[Object position labeling rows]
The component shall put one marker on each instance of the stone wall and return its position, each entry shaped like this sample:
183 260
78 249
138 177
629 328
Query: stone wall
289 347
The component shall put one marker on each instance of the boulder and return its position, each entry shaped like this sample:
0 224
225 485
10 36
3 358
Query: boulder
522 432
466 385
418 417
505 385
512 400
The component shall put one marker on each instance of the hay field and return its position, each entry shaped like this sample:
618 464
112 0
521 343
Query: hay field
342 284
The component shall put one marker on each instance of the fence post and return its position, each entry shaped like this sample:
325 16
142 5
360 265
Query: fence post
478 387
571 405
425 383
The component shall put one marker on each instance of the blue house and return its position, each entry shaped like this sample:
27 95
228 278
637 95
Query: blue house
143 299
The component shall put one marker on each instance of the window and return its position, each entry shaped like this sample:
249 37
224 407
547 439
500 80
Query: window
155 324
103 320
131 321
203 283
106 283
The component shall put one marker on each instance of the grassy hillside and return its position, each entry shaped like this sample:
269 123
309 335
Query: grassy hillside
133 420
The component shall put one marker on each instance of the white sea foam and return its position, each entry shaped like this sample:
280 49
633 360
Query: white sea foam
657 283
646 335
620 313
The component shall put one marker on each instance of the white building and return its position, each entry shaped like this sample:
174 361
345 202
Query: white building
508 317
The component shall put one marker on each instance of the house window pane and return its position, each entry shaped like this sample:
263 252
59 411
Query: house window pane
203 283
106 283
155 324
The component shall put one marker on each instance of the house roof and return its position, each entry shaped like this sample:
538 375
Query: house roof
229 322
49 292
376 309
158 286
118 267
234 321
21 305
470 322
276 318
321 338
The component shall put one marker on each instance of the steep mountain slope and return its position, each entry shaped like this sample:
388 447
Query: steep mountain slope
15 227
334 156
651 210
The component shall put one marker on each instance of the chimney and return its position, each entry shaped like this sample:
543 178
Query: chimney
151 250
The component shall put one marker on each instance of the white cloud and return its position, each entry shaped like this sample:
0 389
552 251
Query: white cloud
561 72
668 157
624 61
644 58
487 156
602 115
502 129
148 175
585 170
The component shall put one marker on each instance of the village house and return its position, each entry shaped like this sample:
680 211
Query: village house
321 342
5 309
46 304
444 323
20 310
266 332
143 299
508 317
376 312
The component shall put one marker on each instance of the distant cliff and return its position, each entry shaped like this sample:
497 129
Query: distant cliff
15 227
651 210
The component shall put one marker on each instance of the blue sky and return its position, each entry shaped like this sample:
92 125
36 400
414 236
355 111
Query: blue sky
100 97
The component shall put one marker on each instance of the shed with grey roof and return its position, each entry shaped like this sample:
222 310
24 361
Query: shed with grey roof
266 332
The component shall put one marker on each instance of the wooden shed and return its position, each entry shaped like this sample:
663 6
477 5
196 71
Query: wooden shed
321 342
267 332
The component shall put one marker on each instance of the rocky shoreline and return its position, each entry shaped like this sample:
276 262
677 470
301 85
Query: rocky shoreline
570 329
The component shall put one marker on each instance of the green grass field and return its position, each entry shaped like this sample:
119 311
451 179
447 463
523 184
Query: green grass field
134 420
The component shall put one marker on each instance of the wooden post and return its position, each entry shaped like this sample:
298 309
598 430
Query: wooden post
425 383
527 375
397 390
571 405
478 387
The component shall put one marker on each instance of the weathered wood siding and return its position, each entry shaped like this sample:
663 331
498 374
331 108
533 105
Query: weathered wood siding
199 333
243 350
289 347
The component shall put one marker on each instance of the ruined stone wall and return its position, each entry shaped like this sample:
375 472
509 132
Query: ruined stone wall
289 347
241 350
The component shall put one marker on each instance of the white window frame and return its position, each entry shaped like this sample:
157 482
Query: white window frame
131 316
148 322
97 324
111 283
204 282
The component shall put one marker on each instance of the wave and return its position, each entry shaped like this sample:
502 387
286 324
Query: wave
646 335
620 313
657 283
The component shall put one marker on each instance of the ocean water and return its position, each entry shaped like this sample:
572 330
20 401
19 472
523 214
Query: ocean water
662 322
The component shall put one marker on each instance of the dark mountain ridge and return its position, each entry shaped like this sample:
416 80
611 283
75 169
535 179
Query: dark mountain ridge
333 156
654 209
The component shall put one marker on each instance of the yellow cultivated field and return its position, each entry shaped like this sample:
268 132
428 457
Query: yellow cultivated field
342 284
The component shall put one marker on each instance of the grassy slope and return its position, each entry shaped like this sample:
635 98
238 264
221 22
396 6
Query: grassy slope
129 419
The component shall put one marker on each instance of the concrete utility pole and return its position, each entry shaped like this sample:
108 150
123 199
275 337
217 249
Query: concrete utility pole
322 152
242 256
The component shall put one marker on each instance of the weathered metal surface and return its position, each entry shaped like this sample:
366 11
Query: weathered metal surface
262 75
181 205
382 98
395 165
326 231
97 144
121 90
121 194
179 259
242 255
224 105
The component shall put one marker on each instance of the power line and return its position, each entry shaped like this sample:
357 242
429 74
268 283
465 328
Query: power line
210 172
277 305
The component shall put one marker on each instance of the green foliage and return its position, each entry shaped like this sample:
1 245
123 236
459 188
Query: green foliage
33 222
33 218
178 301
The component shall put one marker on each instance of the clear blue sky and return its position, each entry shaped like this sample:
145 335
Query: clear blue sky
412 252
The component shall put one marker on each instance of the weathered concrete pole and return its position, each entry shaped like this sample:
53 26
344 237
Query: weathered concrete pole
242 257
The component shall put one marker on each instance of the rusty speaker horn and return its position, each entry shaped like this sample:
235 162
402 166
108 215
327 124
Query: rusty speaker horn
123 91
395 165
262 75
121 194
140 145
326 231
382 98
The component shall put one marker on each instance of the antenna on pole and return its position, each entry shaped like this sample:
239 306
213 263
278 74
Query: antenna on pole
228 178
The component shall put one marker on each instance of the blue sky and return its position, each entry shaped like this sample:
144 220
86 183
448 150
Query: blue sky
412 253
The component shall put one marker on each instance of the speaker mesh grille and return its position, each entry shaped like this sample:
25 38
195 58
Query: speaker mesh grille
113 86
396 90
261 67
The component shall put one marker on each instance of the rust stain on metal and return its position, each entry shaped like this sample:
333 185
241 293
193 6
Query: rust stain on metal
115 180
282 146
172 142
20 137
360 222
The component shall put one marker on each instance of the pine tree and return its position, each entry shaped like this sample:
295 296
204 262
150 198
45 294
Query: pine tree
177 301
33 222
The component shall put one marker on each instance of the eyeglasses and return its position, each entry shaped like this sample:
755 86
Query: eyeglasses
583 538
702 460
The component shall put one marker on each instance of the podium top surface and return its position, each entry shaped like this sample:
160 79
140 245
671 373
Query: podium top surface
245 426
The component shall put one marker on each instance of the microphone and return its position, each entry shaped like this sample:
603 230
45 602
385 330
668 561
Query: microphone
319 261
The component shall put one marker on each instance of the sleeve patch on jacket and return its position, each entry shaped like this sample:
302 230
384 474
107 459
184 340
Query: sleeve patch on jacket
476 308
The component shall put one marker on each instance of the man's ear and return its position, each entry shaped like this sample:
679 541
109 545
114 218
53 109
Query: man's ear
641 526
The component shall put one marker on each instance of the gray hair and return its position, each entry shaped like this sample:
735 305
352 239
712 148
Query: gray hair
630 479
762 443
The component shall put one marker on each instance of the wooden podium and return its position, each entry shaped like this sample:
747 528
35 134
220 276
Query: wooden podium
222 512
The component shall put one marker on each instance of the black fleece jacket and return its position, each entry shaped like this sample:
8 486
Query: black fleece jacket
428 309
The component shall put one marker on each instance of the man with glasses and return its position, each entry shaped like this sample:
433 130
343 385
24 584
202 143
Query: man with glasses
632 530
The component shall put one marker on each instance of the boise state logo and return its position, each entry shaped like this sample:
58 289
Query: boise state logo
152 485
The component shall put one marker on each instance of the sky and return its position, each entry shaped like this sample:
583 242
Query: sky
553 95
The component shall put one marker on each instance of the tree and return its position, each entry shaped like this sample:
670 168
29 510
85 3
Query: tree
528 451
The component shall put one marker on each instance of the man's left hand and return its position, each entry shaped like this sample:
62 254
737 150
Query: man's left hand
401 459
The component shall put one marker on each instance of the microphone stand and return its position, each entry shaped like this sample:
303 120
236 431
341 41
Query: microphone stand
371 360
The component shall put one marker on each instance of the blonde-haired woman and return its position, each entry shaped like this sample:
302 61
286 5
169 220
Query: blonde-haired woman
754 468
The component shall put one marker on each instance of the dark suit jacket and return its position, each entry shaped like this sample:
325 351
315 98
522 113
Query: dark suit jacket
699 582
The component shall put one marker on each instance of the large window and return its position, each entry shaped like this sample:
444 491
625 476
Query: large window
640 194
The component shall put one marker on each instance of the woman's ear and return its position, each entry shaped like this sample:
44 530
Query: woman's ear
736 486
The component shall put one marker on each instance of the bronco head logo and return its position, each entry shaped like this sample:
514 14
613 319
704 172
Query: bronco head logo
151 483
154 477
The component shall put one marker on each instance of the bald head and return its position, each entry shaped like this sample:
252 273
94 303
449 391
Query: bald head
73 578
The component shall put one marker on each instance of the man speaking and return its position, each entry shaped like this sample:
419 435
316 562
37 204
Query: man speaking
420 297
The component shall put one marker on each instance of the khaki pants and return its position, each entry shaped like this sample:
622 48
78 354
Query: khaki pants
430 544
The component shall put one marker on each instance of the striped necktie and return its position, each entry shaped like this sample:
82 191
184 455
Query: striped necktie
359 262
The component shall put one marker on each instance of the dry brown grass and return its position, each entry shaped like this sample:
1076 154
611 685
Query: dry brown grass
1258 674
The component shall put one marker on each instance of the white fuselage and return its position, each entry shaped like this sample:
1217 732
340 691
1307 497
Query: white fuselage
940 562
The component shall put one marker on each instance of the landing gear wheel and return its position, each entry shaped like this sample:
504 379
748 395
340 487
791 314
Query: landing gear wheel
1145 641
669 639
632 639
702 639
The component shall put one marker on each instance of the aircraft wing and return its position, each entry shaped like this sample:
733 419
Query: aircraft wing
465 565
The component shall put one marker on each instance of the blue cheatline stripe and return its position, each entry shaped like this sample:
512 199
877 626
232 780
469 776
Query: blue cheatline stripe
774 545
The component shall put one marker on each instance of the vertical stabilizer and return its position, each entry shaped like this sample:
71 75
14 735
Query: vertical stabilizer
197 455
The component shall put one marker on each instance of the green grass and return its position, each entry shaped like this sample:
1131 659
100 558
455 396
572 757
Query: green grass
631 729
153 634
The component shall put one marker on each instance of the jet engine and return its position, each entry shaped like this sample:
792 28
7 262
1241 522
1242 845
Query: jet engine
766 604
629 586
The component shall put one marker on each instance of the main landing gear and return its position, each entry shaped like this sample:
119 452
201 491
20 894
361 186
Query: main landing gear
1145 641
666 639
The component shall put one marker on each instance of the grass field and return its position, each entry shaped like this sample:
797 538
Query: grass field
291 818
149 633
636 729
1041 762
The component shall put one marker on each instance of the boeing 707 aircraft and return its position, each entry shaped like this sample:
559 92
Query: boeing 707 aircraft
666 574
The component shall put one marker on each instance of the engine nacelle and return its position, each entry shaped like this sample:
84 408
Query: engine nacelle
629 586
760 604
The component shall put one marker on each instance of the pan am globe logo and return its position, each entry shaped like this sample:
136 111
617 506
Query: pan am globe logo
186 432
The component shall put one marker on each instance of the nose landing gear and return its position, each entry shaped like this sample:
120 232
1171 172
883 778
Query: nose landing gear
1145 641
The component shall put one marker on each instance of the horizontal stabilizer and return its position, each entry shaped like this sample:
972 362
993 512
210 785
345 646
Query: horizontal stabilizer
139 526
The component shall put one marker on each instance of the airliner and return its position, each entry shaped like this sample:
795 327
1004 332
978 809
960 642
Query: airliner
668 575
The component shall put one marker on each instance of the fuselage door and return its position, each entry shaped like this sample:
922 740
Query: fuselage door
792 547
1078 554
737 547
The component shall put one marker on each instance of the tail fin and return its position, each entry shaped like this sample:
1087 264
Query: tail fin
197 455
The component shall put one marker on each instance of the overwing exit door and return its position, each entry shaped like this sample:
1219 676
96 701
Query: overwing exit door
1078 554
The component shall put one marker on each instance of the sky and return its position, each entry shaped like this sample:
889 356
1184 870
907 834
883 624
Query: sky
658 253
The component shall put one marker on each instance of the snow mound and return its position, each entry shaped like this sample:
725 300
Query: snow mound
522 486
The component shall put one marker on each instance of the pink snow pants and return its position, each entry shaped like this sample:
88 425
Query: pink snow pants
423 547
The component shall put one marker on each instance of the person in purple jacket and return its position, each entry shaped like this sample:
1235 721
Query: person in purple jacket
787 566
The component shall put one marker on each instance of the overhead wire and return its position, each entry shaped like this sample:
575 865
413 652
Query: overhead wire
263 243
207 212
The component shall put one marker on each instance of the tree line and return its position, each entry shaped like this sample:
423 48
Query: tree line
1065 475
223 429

* **Task**: Please rewrite everything from the line containing "of the overhead" down to the end of the rows, changing "tree line" to "forest edge" and leaving all else the same.

* **Completed exercise**:
The component shall put one marker on each instance of the overhead wire and return its position, each entry shaped like this sample:
575 865
413 652
Query: overhead wire
263 243
207 212
The component shall put one marker on each instance of the forest edge and return its position, each entry shaped like this sample:
423 48
Query: forest edge
1065 475
223 429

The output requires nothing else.